▶ _Directive 1_
Pull out every line of the listing below that contains the string "glass", and copy each one unchanged.

______

All or nothing! No half measures! Where routine weariness becomes noticeable in the careers of many other artists, one senses that every new project trombonist Nils Wogram takes on is his very first one. This is particularly noticeable on his new CD, Muse, recorded with harpist Kathrin Pechlof, violist and overtone singer Gareth Lubbe and Wogram’s long-term companion Hayden Chisholm on saxophone. But why start from scratch once again with a completely new band when Wogram has achieved everything a jazz musician can ever achieve with working bands such as Root 70, Nostalgia or the Vertigo Trombone Quartet as well as alongside Aki Takase, Simon Nabatov, Bojan Z, Michel Portal and many others? The answer is as simple as it is complex: because Nils Wogram simply can’t help but give in to his instinctive artistic curiosity and look at what is waiting for him over the horizon, regardless of everything he has achieved, 

And so everything on Muse is actually completely different than what one is used to from Nils Wogram and his musical environment. The only constant remains Hayden Chisholm, a musician who has unreservedly shared the trombonist’s obsessions for decades and who always gives him a bit of support, not only musically but also, above all, as a human being – despite Wogram’s willingness to take risks. Wogram has also played together with Kathrin Pechlof from Berlin and Gareth Lubbe from South Africa in various groupings, but a line-up like the one on Muse has never existed before and is probably unparalleled in music history in general. All the greater is the incentive for the visionary trombonist, who never searches just for the sake of searching, but whose goal mark without any compromise is “finding,” to make the impossible possible and the unheard audible.

______

▶ _Directive 2_
Name the working bands of Nils Wogram that the piece on him above mentions.

▶ _Supplied material_
______

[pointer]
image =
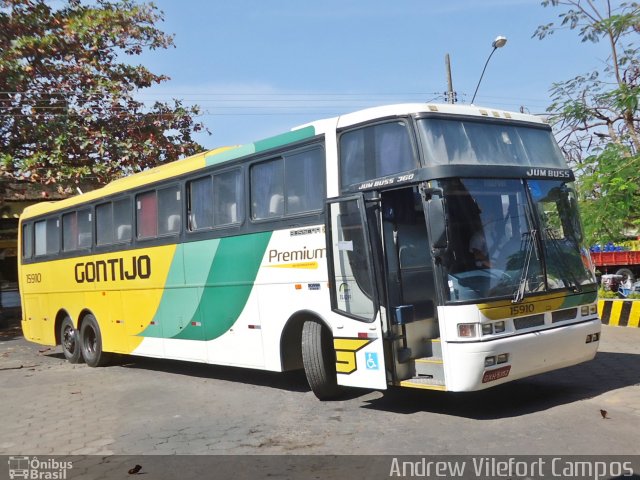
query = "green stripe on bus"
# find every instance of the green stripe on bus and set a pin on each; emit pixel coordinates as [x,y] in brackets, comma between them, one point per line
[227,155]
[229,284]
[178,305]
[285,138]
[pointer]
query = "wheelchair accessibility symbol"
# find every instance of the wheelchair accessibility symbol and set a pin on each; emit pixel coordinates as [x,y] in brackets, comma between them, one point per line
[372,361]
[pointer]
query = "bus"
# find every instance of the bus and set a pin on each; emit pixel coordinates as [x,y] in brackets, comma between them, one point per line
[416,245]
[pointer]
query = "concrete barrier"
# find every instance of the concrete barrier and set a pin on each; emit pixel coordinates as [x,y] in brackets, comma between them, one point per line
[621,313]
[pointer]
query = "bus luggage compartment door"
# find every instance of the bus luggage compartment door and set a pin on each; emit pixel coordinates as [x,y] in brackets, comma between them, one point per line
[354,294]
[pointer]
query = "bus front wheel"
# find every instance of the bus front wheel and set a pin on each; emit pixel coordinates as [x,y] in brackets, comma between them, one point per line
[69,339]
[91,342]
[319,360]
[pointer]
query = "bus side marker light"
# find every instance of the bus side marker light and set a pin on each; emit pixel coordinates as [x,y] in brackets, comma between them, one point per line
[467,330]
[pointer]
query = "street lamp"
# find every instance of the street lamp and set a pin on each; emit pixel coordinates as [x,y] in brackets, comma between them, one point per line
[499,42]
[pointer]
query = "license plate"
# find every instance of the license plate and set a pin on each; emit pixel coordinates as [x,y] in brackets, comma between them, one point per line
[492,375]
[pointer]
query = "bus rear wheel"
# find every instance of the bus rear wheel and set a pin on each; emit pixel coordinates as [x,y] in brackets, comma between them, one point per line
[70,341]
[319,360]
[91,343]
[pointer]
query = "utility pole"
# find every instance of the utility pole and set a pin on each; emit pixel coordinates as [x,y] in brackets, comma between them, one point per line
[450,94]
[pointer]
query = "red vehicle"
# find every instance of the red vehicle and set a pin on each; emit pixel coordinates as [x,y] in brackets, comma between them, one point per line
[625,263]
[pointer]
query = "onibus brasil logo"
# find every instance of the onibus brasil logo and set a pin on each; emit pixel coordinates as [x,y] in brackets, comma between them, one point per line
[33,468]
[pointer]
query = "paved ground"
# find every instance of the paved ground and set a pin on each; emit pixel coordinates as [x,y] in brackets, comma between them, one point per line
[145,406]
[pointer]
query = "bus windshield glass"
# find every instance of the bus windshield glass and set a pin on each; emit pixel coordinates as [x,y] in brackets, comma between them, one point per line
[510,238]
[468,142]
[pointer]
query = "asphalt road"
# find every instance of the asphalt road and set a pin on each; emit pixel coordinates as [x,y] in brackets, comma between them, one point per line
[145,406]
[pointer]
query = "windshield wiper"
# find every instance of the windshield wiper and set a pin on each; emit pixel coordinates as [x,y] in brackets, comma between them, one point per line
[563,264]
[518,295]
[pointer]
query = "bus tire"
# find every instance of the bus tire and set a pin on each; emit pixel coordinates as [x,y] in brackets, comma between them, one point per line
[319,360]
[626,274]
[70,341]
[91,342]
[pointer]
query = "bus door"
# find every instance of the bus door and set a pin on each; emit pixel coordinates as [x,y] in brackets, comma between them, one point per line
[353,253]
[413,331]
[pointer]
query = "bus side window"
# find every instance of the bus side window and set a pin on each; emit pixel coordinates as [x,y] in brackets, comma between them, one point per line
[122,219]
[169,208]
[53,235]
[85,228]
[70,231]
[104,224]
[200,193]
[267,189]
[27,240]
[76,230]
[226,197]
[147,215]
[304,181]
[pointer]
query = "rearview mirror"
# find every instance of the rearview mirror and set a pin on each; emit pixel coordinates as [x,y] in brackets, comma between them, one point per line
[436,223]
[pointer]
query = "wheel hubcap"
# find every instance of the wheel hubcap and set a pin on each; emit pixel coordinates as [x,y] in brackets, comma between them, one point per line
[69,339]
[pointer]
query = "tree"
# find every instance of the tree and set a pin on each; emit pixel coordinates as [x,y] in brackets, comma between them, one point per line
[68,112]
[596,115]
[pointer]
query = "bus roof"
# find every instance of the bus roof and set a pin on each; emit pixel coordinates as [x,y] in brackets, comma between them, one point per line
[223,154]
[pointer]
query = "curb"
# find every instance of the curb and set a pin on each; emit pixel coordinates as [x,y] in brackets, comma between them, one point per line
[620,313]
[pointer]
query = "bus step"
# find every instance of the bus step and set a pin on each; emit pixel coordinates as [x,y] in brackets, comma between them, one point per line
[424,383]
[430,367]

______

▶ _Final answer 1_
query = "bus windshield glass"
# find every instance of the bus windshield glass and set a pin on each; emit pixel coordinates as [x,y] in brackets, comma between them, one point per line

▶ _Final answer 2_
Root 70
Nostalgia
Vertigo Trombone Quartet